Assignment 1:
According to the article on autumn stock market risk, why is it no wonder that the market is trending upward? Answer in one to three sentences.
Assignment 2:
Translate this sentence from the article on autumn stock market risk into Spanish: "Autumn is a rough time of year for stock markets historically."
Assignment 3:
Print the part of the article on autumn stock market risk that opens with the words containing "Robert McGarvey" and closes with "zone’ of September/October.".

Text provided:
____
Beware the Ides of September

Robert McGarvey
September 18, 2020

On August 18th of 2020, both the Dow and the S&P 500 finished at their highest closing levels on record. The wonder is not that the market is trending upward - the sheer volume of automatic pension saving and monthly mutual fund contributions, ensures that markets are constantly refreshed with new investment resources.

What is surprising is that market momentum has not slowed a wit as the world heads into the historic ‘red zone’ of September/October.

Autumn is a rough time of year for stock markets historically. Consider that the Panic of 1907 also known as the Knickerbocker Crisis started in mid-October of 1906, the subsequent market panic lasted many months and prompted J.P. Morgan’s timely intervention which saved the market from complete collapse.  

The Wall Street Crash of 1929, which triggered the Great Depression of the ‘30s, also started in September; lest we forget this Crash was the most devastating stock market collapse in history. Market indices did not recover their pre-1929 Crash levels for nearly 30 years. 

Both Black Monday, the stock market crash of 1987, and the Financial Crisis of 2007/8 faced similar crash profiles; both teetered on the brink for months before finally collapsing in the mid-September to mid-October ‘red-zone’.
____
Referring expression pointing data:

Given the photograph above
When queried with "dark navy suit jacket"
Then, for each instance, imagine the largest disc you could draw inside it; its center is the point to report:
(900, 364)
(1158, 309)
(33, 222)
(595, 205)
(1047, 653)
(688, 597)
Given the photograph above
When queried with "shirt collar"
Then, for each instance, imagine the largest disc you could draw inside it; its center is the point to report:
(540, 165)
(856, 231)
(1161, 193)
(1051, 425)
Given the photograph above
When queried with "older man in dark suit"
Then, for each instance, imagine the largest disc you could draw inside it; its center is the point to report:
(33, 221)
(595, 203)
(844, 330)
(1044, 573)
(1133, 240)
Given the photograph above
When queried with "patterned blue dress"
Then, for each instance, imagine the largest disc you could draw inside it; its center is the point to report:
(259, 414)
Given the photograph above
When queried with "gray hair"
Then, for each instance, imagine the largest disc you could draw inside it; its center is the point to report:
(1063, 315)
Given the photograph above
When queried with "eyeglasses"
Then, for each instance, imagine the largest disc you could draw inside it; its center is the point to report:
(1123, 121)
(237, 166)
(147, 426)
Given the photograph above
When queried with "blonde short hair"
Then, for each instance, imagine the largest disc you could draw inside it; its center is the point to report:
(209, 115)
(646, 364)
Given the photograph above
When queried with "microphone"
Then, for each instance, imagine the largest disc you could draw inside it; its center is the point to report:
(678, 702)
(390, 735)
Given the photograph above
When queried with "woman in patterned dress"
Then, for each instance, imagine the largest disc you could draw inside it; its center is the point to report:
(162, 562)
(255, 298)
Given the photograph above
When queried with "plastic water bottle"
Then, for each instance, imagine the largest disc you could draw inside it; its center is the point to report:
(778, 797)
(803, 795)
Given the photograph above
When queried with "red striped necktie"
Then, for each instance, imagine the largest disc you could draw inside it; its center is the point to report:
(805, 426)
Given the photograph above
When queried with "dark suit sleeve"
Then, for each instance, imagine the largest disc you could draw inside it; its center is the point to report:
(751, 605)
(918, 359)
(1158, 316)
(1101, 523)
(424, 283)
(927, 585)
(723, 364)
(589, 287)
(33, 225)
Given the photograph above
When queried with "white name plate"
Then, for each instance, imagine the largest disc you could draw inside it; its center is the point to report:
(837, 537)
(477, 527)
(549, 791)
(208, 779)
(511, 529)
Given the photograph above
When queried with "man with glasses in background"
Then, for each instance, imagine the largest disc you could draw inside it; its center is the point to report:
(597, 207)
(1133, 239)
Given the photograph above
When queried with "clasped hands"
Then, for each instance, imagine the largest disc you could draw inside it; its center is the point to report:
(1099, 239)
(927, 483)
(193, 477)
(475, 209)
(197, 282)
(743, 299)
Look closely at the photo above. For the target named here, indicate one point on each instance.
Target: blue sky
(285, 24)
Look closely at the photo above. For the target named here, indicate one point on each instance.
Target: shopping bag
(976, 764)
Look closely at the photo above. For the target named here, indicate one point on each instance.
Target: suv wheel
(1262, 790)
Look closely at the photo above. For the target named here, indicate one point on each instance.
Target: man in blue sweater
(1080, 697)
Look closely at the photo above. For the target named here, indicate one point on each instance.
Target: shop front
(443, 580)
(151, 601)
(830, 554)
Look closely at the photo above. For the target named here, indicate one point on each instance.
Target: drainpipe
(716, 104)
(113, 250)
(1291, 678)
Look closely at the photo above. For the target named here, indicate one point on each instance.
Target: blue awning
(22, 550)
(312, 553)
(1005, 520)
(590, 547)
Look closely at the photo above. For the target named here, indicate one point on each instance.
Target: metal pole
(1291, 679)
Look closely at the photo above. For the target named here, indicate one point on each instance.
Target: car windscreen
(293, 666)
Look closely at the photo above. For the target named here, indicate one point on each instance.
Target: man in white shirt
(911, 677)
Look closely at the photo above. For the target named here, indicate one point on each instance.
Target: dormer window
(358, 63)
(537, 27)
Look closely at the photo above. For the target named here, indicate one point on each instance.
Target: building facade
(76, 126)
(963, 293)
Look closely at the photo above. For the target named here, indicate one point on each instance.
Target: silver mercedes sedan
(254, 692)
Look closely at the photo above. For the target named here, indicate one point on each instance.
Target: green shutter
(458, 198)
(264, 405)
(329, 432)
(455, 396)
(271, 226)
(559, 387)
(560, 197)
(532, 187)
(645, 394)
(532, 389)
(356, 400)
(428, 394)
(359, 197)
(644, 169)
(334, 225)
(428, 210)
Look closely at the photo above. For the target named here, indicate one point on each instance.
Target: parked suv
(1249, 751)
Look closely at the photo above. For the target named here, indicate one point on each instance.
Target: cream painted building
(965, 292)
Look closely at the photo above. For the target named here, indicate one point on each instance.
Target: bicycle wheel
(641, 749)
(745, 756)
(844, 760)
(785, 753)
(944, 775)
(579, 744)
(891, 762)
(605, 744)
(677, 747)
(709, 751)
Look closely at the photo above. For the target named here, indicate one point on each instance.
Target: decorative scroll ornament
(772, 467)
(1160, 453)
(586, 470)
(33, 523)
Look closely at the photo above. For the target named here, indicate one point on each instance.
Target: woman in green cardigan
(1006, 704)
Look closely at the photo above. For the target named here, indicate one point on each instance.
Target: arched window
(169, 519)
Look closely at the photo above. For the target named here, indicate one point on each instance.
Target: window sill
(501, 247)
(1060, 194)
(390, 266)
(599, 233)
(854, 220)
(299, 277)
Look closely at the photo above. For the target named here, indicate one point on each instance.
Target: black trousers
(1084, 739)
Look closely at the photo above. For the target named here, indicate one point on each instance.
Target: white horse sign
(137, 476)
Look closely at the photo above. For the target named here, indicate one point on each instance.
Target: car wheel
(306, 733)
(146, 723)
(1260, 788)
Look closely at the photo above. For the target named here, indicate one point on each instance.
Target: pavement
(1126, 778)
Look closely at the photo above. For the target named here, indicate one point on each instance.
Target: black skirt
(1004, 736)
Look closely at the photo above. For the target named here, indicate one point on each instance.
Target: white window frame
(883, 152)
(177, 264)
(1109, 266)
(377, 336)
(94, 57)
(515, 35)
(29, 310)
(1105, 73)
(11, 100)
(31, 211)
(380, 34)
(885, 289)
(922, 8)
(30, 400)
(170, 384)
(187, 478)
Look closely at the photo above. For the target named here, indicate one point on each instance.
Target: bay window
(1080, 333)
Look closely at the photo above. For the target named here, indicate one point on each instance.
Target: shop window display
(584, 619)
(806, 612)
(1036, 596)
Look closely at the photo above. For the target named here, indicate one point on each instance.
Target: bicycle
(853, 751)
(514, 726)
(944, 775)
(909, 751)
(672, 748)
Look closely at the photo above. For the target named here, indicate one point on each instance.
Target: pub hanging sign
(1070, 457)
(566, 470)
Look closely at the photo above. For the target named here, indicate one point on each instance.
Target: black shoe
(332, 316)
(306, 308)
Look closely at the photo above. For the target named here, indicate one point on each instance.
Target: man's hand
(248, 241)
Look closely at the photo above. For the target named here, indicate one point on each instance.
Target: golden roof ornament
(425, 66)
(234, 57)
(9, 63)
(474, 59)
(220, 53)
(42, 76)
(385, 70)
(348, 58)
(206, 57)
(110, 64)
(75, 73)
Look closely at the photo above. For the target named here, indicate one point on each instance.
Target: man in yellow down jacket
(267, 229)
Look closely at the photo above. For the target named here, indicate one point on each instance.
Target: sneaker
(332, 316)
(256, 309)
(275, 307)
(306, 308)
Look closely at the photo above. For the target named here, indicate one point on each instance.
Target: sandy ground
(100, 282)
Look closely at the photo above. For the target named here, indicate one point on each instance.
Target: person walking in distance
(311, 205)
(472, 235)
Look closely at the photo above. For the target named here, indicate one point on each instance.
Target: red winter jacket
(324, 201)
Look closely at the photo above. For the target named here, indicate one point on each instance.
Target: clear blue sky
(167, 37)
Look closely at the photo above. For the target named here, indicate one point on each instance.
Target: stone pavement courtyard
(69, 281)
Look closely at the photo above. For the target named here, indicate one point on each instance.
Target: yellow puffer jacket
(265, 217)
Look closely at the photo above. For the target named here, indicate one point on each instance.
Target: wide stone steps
____
Answer section 1:
The market's upward trend is no wonder because the sheer volume of automatic pension saving and monthly mutual fund contributions keeps refreshing markets with new investment resources.

Answer section 2:
Históricamente, el otoño es una época del año difícil para los mercados bursátiles.

Answer section 3:
Robert McGarvey
September 18, 2020

On August 18th of 2020, both the Dow and the S&P 500 finished at their highest closing levels on record. The wonder is not that the market is trending upward - the sheer volume of automatic pension saving and monthly mutual fund contributions, ensures that markets are constantly refreshed with new investment resources.

What is surprising is that market momentum has not slowed a wit as the world heads into the historic ‘red zone’ of September/October.